══ Provided material ══

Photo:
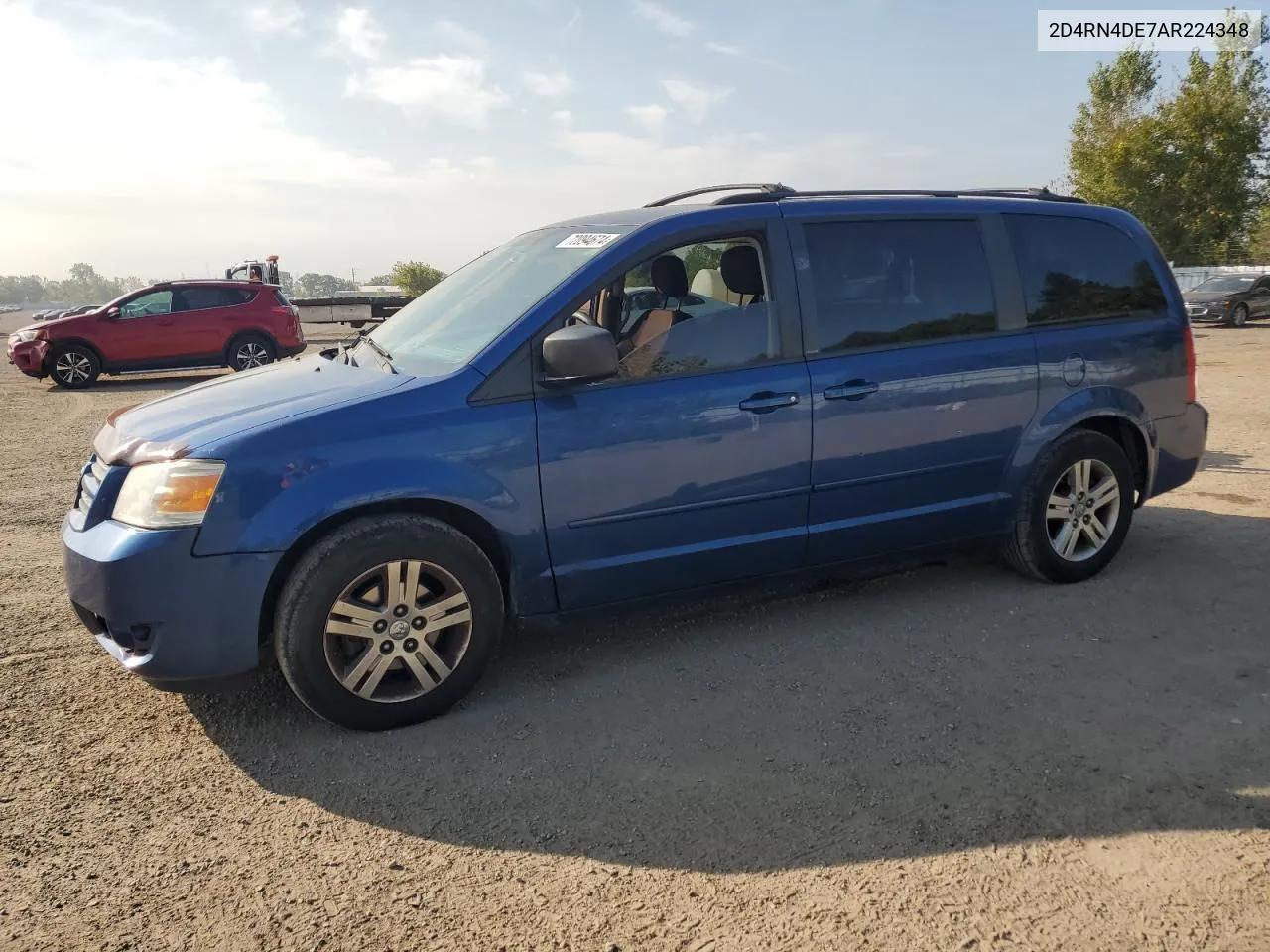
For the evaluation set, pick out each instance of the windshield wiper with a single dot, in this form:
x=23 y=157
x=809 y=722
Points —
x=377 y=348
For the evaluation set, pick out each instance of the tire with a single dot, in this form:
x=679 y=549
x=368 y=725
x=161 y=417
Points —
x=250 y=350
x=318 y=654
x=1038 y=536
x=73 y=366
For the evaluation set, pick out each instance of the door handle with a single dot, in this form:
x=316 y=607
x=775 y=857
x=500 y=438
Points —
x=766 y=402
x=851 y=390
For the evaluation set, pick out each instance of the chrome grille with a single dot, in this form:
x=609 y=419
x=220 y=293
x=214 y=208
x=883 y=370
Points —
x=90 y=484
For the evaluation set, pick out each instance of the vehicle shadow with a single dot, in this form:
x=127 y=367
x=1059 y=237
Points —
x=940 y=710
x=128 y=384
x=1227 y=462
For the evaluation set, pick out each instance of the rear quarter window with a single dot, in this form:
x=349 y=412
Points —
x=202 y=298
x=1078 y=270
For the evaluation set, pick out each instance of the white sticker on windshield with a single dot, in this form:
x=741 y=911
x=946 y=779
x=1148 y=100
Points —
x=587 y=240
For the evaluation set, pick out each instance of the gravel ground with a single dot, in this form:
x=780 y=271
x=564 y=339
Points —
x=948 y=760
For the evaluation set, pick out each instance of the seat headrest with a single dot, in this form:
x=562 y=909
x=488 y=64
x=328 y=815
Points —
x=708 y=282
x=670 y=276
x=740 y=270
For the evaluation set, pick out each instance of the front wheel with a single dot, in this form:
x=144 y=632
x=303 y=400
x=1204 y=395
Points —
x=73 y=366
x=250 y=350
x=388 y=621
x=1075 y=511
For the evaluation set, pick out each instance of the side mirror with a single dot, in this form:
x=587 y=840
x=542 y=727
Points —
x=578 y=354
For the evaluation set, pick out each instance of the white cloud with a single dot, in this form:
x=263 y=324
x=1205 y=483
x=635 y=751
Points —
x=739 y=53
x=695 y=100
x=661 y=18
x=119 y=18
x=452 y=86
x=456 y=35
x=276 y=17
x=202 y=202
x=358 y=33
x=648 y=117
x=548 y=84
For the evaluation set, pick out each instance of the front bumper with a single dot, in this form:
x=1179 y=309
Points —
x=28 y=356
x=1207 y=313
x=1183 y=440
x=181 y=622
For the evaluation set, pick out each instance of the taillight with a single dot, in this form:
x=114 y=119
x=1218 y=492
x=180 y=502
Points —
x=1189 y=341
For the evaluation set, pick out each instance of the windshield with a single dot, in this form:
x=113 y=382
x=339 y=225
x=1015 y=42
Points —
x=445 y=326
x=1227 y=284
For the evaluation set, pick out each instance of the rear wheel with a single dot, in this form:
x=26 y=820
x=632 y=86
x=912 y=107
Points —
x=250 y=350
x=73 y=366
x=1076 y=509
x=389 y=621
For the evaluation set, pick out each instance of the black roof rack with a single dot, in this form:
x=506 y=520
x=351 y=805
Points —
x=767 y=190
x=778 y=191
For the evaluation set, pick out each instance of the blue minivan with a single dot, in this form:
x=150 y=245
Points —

═══

● **Work to complete**: Reproduce all of the material above line for line, without any change, and leave the pictures out.

● **Response for this exercise**:
Photo:
For the evaluation set, pick out each instance of the windshield wiper with a single dot, in this form:
x=23 y=157
x=809 y=722
Points —
x=377 y=348
For the evaluation set, pick out each instance of the tire with a single dot, in this form:
x=679 y=549
x=368 y=725
x=161 y=417
Points —
x=250 y=350
x=318 y=654
x=1038 y=536
x=73 y=366
For the evaluation set, pick out each instance of the door handle with a single dot, in this form:
x=316 y=607
x=775 y=857
x=500 y=438
Points —
x=766 y=402
x=851 y=390
For the evaluation set, pick out each instance of the chrome grille with a single dot, in this form:
x=609 y=419
x=220 y=293
x=214 y=208
x=883 y=370
Points —
x=90 y=484
For the evaluation set, pick out each instance of the vehicle shadow with a single dot, in this form:
x=127 y=367
x=1059 y=237
Points —
x=940 y=710
x=128 y=384
x=1227 y=462
For the evaluation set, pick out each instance of the rear quarter window with a single dot, in this form:
x=349 y=412
Points —
x=202 y=298
x=1078 y=270
For the evaluation set, pick out each instance of the white sticker on windshield with a single dot, in this form:
x=741 y=911
x=946 y=779
x=1148 y=100
Points —
x=587 y=240
For the evaluation set, pick out each instance of the gravel ground with a single dot, in this form:
x=780 y=271
x=564 y=339
Points —
x=948 y=760
For the evaluation set, pick out each instance of the seat headrest with a single dot, in this form:
x=562 y=909
x=488 y=64
x=328 y=815
Points —
x=708 y=282
x=670 y=276
x=740 y=270
For the evaluation set, pick out each instance of the front wheel with a single dot, in this form:
x=144 y=632
x=303 y=400
x=1204 y=395
Points —
x=73 y=366
x=250 y=350
x=388 y=621
x=1075 y=511
For the evaluation set, pick out each instance of the side mirror with a single dot, in this form:
x=587 y=840
x=542 y=727
Points —
x=578 y=354
For the evaluation set, pick out each instance of the white cloud with a single dot, in this form:
x=263 y=324
x=1205 y=483
x=635 y=751
Points —
x=739 y=53
x=695 y=100
x=661 y=18
x=119 y=18
x=452 y=86
x=456 y=35
x=276 y=17
x=202 y=202
x=358 y=33
x=648 y=117
x=548 y=84
For the evaluation set, pick out each instance of the front bumper with a single dot, in this form:
x=1179 y=309
Points —
x=28 y=356
x=1207 y=313
x=1183 y=440
x=181 y=622
For the evaluation set, pick out each instance of the taillight with a single dot, in this form:
x=114 y=119
x=1218 y=492
x=180 y=502
Points —
x=1189 y=341
For the evaluation set, pick out each instance of the windshield with a single dot, in this form:
x=113 y=382
x=339 y=225
x=1015 y=42
Points —
x=445 y=326
x=1227 y=284
For the evaluation set, pick out each instance of the rear wheel with a single dot, in this form:
x=26 y=820
x=632 y=86
x=912 y=107
Points —
x=250 y=350
x=73 y=366
x=1076 y=509
x=389 y=621
For the evaluation set, pick out each instance of the black roof rack with a single dot, in this form:
x=506 y=520
x=351 y=805
Points —
x=767 y=190
x=778 y=191
For the evaluation set, pick out each instance of the blue minivan with a single dot, in this form:
x=150 y=245
Points —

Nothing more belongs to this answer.